━━━ Supplied material

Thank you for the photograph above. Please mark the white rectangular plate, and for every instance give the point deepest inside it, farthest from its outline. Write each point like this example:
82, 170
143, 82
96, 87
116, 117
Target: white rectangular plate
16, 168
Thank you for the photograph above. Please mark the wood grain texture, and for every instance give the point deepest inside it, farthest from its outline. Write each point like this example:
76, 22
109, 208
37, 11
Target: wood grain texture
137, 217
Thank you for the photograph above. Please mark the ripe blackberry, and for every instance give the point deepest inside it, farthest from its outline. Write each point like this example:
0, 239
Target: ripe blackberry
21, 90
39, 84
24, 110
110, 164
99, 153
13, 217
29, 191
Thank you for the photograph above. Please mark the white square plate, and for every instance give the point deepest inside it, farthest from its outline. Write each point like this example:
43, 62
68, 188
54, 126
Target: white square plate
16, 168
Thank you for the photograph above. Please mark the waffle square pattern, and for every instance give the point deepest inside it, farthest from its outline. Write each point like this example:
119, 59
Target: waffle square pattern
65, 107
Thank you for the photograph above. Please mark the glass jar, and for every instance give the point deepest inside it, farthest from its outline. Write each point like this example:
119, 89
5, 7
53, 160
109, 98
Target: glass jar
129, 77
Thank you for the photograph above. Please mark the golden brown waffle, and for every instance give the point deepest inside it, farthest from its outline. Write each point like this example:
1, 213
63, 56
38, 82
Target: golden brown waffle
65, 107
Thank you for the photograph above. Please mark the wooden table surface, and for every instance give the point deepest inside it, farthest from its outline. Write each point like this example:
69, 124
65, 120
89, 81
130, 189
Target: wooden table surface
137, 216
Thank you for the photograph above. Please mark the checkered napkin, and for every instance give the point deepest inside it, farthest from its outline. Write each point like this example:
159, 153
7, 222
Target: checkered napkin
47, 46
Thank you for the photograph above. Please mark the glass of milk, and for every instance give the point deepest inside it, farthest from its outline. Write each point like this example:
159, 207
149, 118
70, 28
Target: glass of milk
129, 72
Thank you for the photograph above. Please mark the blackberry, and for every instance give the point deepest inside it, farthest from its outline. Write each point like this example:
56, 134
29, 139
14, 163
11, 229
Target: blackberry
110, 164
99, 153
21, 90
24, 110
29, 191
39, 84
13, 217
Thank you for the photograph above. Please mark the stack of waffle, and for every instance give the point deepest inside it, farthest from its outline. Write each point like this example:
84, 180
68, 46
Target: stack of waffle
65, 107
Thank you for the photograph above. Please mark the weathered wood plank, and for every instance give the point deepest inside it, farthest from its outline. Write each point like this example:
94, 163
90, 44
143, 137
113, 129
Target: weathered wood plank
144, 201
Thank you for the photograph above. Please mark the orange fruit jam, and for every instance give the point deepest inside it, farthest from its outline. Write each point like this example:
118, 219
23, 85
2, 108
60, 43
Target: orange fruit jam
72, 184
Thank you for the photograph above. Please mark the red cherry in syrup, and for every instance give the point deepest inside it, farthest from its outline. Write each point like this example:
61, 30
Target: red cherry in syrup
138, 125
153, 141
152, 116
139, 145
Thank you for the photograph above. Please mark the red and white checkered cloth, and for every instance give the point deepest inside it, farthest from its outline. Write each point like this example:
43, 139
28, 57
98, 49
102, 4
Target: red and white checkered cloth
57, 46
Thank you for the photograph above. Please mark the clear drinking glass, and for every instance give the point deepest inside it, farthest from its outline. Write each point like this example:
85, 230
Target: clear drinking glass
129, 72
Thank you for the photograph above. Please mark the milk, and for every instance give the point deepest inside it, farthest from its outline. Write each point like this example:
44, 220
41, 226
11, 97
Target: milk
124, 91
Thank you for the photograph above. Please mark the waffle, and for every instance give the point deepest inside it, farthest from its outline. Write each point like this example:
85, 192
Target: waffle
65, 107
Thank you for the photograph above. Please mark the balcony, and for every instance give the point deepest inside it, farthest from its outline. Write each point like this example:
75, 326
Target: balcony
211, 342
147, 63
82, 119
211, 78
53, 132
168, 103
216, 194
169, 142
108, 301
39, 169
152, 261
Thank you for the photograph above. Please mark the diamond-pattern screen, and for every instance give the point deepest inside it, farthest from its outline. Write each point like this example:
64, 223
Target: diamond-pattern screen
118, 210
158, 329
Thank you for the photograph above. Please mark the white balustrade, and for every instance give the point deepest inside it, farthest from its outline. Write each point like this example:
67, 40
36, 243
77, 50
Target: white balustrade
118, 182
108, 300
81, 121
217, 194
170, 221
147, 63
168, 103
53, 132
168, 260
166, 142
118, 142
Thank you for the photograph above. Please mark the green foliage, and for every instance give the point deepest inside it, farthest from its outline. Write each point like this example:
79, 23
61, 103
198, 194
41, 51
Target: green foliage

━━━━━━

◆ **Aim of the exercise**: All of the material above should be printed exactly as it appears.

◆ **Worked solution**:
Thank you for the photograph above. Please mark the white rectangular plate, and for every instance give the point deepest inside it, farthest from its outline. Write each point like this example:
82, 170
143, 82
96, 87
116, 117
Target: white rectangular plate
16, 168
Thank you for the photograph above. Please mark the wood grain texture, and for every instance give the point deepest inside it, farthest from its outline. Write each point like this example:
76, 22
109, 208
37, 11
Target: wood grain texture
137, 217
Thank you for the photograph above. Please mark the ripe blackberry, and for every instance give the point deepest inside it, farthest from its outline. Write each point like this example:
0, 239
Target: ripe blackberry
21, 90
39, 84
24, 110
110, 164
99, 153
13, 217
29, 191
Thank you for the photograph above. Please mark the white square plate, and for every instance give the point deepest inside it, farthest from its outline. Write each point like this example:
43, 62
68, 188
54, 126
Target: white square plate
16, 168
Thank you for the photograph above. Please mark the waffle square pattern, and for every instance give the point deepest inside it, farthest from its outline. Write each point like this example:
119, 59
Target: waffle square pattern
65, 107
Thank you for the photograph above. Please mark the glass jar, and for every instance give the point deepest inside it, farthest from its outline. Write each point like this example:
119, 89
5, 7
53, 160
109, 98
Target: glass jar
129, 77
Thank you for the photograph above. Please mark the golden brown waffle, and for every instance give the point deepest inside it, farthest from its outline. Write each point like this example:
1, 213
63, 56
38, 82
Target: golden brown waffle
65, 107
Thank you for the photograph above. Please mark the wooden table surface, and for every instance give the point deepest inside it, farthest from its outline. Write each point like this example:
69, 124
65, 120
89, 81
130, 189
Target: wooden table surface
137, 216
Thank you for the photograph above. Please mark the checkered napkin, and for every instance give the point deepest inside it, farthest from its outline. Write each point like this example:
159, 153
7, 222
Target: checkered napkin
47, 46
Thank you for the photograph above. Please mark the glass of milk, and for every instance give the point deepest inside it, farthest from its outline. Write each point like this example:
159, 207
149, 118
70, 28
Target: glass of milk
129, 72
Thank you for the photograph above. Please mark the blackberry, and for every instance give the point deepest inside it, farthest from its outline. Write each point like this example:
56, 134
29, 139
14, 163
11, 229
Target: blackberry
110, 164
99, 153
21, 90
24, 110
29, 191
39, 84
13, 217
Thank you for the photograph above. Please mark the stack of waffle, and for every instance give the point deepest inside it, farthest from its outline. Write each point like this example:
84, 180
68, 46
Target: stack of waffle
65, 107
Thank you for the photograph above. Please mark the weathered wood plank, and for every instance give the point deepest inside it, farthest from its outline. Write each point like this example:
94, 163
90, 44
143, 137
113, 129
Target: weathered wood plank
144, 201
Thank you for the photograph above. Please mark the orange fruit jam, and for every instance give the point deepest inside it, farthest from its outline. Write each point like this example:
118, 219
23, 85
2, 108
60, 43
Target: orange fruit jam
72, 184
Thank you for the photograph above. Please mark the red cherry in syrup, and for every instance give the point deepest inside it, farthest from its outline. Write each point like this example:
61, 30
Target: red cherry in syrup
138, 125
153, 141
152, 116
139, 145
Thank you for the photograph above. Please mark the red and white checkered cloth, and for every instance give the point deepest inside it, farthest from its outline. Write each point like this example:
43, 139
28, 57
98, 49
102, 4
Target: red and white checkered cloth
57, 46
Thank you for the photograph above. Please mark the clear drinking glass, and for every instance give the point deepest inside it, farthest from its outline. Write each point like this example:
85, 230
Target: clear drinking glass
129, 72
Thank you for the photograph above. Please mark the milk, and for every instance give the point deepest inside it, farthest from its outline. Write each point like this example:
44, 220
41, 226
11, 97
Target: milk
124, 91
Thank you for the photograph above. Please mark the waffle, and for every instance give the point deepest inside it, farthest from its outline. Write each point like this example:
85, 192
Target: waffle
65, 107
Thank you for the photograph above. Please mark the balcony, and for every instance give the point deepest inside it, farthest from its outline. Write each point like this example:
75, 326
Target: balcony
211, 342
147, 63
82, 119
211, 78
53, 132
168, 103
216, 194
169, 142
108, 301
39, 169
152, 261
Thank you for the photograph above. Please mark the diamond-pattern screen, and for every instance give the point deepest inside it, farthest from its outline. Write each point like this example:
64, 223
Target: diamond-pattern screen
118, 210
158, 329
Thank you for the photograph above. Please mark the white balustrade, and for every instance give the point deepest inside it, farthest from its outline. Write each point like this example:
67, 40
36, 243
77, 50
Target: white balustrade
118, 182
108, 300
81, 121
217, 194
170, 221
147, 63
168, 103
53, 132
168, 260
166, 142
118, 142
Thank you for the photograph above. Please mark the green foliage, and for every instance give the point deepest inside it, farthest from its outline. Write each point like this example:
79, 23
61, 103
198, 194
41, 51
Target: green foliage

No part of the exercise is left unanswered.